═══ Material shown

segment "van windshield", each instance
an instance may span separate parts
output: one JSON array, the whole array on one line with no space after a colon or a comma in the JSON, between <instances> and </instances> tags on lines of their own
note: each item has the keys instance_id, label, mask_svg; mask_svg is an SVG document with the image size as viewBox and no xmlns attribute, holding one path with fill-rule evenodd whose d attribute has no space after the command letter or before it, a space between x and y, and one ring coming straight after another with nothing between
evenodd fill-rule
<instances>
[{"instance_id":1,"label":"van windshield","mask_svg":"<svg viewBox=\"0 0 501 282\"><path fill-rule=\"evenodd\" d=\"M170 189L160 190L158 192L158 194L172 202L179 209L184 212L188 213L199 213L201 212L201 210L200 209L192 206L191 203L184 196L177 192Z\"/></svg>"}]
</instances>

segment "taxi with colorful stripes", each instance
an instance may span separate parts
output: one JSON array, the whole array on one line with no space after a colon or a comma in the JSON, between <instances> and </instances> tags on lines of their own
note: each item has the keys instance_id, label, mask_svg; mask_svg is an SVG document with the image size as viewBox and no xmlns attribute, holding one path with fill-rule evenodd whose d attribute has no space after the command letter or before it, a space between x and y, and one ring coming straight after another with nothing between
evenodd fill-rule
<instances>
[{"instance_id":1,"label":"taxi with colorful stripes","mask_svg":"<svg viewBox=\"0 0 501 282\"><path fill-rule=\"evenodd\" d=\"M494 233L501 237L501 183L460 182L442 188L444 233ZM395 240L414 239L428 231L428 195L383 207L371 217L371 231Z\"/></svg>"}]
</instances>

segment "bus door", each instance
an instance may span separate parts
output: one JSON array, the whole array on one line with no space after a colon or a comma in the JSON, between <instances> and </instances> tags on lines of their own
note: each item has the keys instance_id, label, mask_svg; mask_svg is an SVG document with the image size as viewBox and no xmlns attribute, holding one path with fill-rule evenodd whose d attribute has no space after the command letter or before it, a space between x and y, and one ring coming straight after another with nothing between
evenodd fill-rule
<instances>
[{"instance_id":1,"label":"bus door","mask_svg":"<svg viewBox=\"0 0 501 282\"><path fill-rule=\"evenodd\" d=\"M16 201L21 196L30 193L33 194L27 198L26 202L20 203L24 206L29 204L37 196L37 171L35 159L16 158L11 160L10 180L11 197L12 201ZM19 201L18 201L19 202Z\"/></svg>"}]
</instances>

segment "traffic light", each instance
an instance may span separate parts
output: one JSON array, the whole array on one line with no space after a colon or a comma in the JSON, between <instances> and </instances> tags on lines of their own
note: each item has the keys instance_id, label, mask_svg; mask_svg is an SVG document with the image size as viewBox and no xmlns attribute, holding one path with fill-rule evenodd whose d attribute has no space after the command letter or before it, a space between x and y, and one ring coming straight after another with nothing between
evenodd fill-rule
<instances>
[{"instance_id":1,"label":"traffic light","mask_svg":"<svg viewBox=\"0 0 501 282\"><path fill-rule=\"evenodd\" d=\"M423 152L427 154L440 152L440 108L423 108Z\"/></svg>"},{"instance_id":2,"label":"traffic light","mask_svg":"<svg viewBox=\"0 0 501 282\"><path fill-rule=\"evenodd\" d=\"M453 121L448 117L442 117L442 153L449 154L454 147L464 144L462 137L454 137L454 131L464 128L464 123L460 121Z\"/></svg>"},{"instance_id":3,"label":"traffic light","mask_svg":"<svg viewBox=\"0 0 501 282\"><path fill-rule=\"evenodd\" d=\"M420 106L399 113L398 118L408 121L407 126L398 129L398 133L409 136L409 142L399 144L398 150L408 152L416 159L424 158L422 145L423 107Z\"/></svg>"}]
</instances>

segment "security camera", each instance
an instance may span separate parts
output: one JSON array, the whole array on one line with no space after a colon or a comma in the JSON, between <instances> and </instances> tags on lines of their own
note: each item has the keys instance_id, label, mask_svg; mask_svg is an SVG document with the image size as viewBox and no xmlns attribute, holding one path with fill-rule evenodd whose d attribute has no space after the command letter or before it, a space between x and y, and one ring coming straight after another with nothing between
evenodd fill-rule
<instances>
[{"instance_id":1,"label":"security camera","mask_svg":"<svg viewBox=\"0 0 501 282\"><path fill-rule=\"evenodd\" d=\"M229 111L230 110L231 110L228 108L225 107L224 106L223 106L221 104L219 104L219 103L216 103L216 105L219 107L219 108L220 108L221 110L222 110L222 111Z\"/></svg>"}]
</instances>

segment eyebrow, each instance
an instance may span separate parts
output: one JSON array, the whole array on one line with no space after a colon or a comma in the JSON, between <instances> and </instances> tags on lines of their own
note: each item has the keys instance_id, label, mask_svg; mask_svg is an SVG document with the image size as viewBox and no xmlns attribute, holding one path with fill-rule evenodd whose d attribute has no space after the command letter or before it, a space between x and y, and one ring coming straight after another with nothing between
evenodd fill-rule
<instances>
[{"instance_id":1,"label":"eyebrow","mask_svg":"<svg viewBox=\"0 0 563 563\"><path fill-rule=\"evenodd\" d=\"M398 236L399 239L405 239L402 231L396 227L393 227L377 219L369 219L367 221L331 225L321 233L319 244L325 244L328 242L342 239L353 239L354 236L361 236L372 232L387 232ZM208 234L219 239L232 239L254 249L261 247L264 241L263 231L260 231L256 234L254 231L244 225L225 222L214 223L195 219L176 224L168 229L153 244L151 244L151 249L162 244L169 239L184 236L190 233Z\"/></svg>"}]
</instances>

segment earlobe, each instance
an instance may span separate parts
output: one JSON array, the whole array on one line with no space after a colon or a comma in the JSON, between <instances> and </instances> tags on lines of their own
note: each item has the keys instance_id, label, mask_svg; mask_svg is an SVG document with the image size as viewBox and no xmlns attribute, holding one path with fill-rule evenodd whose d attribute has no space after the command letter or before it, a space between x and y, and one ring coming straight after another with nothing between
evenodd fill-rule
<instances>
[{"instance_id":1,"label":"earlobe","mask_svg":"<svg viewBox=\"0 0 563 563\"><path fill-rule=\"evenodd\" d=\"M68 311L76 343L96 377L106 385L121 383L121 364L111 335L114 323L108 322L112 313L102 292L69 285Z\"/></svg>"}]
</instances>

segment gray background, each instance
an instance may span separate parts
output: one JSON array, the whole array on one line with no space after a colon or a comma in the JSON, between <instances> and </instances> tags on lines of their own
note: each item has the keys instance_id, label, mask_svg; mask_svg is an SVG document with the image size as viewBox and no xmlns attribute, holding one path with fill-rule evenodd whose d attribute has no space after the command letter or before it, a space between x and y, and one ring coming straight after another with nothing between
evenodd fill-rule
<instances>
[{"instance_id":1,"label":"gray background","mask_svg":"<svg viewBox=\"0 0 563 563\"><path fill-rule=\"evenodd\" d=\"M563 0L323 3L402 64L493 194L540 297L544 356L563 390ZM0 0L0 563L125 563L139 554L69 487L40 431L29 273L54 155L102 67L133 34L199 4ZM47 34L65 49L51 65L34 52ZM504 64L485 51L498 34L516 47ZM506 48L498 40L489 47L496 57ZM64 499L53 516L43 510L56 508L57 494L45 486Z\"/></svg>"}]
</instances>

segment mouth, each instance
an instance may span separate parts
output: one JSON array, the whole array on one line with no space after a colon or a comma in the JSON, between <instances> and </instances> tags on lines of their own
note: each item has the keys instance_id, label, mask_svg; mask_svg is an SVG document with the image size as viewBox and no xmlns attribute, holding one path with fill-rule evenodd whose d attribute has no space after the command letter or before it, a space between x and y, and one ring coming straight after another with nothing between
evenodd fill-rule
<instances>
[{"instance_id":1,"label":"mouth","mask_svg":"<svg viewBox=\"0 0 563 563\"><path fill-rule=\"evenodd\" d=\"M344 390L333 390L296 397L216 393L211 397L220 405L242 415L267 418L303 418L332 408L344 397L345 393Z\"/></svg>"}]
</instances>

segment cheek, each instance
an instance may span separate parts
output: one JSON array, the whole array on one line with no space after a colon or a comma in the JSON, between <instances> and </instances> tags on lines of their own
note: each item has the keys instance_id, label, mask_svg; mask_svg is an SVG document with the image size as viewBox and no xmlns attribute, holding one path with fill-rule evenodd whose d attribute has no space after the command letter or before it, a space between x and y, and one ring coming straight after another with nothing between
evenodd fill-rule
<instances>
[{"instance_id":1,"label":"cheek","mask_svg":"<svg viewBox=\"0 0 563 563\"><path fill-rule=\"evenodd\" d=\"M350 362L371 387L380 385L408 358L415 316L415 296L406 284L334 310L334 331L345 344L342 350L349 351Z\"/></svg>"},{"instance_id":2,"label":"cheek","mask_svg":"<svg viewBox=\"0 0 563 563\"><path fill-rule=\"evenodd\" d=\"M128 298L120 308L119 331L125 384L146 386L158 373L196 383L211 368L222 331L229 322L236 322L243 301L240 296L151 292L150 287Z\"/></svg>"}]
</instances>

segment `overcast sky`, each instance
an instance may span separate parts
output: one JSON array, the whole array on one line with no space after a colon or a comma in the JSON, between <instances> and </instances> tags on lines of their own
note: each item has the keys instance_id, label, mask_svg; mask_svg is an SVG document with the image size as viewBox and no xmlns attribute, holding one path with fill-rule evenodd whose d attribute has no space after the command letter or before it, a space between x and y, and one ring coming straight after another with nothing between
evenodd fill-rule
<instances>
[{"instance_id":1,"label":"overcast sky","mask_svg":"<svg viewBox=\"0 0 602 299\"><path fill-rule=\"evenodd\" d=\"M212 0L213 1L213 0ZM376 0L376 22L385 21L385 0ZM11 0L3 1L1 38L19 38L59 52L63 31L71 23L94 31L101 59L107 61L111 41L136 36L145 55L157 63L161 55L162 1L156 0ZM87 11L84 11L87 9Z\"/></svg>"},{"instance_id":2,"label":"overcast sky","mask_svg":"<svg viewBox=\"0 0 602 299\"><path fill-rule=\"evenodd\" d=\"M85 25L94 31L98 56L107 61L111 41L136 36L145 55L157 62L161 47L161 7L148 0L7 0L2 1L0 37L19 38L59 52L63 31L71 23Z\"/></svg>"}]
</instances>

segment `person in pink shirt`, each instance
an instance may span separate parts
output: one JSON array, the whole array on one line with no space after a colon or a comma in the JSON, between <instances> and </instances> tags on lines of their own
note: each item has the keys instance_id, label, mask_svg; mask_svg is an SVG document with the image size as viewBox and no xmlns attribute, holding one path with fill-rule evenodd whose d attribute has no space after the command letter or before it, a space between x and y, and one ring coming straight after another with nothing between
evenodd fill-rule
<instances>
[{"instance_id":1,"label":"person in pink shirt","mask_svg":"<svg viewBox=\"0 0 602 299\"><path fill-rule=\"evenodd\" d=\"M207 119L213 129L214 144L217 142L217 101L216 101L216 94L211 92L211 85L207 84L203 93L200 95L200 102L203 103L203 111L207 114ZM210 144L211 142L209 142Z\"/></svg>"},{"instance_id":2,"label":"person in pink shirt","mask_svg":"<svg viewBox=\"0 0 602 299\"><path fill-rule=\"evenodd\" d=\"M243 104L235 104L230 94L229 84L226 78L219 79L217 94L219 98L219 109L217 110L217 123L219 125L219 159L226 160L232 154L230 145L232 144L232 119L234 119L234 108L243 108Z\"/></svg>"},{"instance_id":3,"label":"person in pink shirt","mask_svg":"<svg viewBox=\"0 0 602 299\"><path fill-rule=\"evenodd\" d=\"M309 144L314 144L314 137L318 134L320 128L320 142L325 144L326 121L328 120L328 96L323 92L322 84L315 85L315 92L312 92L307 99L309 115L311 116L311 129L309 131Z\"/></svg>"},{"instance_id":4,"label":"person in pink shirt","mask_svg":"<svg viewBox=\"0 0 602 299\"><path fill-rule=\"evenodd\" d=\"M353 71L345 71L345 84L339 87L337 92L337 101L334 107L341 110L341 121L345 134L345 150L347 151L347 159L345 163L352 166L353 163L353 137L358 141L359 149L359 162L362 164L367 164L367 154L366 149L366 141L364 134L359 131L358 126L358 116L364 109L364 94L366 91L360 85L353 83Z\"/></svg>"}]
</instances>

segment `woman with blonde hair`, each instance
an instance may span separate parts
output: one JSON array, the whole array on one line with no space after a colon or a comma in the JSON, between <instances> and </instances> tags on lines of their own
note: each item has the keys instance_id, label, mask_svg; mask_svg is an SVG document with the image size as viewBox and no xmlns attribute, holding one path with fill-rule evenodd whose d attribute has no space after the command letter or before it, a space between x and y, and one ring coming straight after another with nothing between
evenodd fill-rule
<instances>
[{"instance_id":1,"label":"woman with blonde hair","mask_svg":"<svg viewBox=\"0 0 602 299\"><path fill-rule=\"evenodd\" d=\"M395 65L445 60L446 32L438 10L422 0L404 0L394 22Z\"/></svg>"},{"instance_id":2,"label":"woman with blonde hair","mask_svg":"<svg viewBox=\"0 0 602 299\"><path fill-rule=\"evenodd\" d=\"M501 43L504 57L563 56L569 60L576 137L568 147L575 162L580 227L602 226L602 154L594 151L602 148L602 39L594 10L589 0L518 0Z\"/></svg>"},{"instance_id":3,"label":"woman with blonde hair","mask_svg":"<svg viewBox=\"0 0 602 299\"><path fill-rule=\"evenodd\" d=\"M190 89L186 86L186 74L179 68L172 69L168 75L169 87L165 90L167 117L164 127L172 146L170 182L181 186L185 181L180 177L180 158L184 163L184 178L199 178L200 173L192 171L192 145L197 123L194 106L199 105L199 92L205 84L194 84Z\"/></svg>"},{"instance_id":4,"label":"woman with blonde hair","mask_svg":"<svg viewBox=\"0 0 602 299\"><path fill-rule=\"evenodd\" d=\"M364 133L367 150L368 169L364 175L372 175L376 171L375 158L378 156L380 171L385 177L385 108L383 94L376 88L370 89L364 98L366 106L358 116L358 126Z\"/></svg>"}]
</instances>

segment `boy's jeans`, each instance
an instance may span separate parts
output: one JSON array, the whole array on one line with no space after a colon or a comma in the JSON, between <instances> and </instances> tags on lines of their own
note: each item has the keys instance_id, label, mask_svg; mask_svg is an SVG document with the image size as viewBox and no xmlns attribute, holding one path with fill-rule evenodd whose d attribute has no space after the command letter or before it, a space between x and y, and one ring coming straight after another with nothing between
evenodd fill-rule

══════

= Directions =
Please show each line of the listing above that contains the word "camera", copying every such line in full.

= The reply =
segment "security camera", each instance
[{"instance_id":1,"label":"security camera","mask_svg":"<svg viewBox=\"0 0 501 282\"><path fill-rule=\"evenodd\" d=\"M229 111L230 110L231 110L228 108L225 107L224 106L223 106L221 104L219 104L219 103L216 103L216 105L219 107L219 108L220 108L221 110L222 110L222 111Z\"/></svg>"}]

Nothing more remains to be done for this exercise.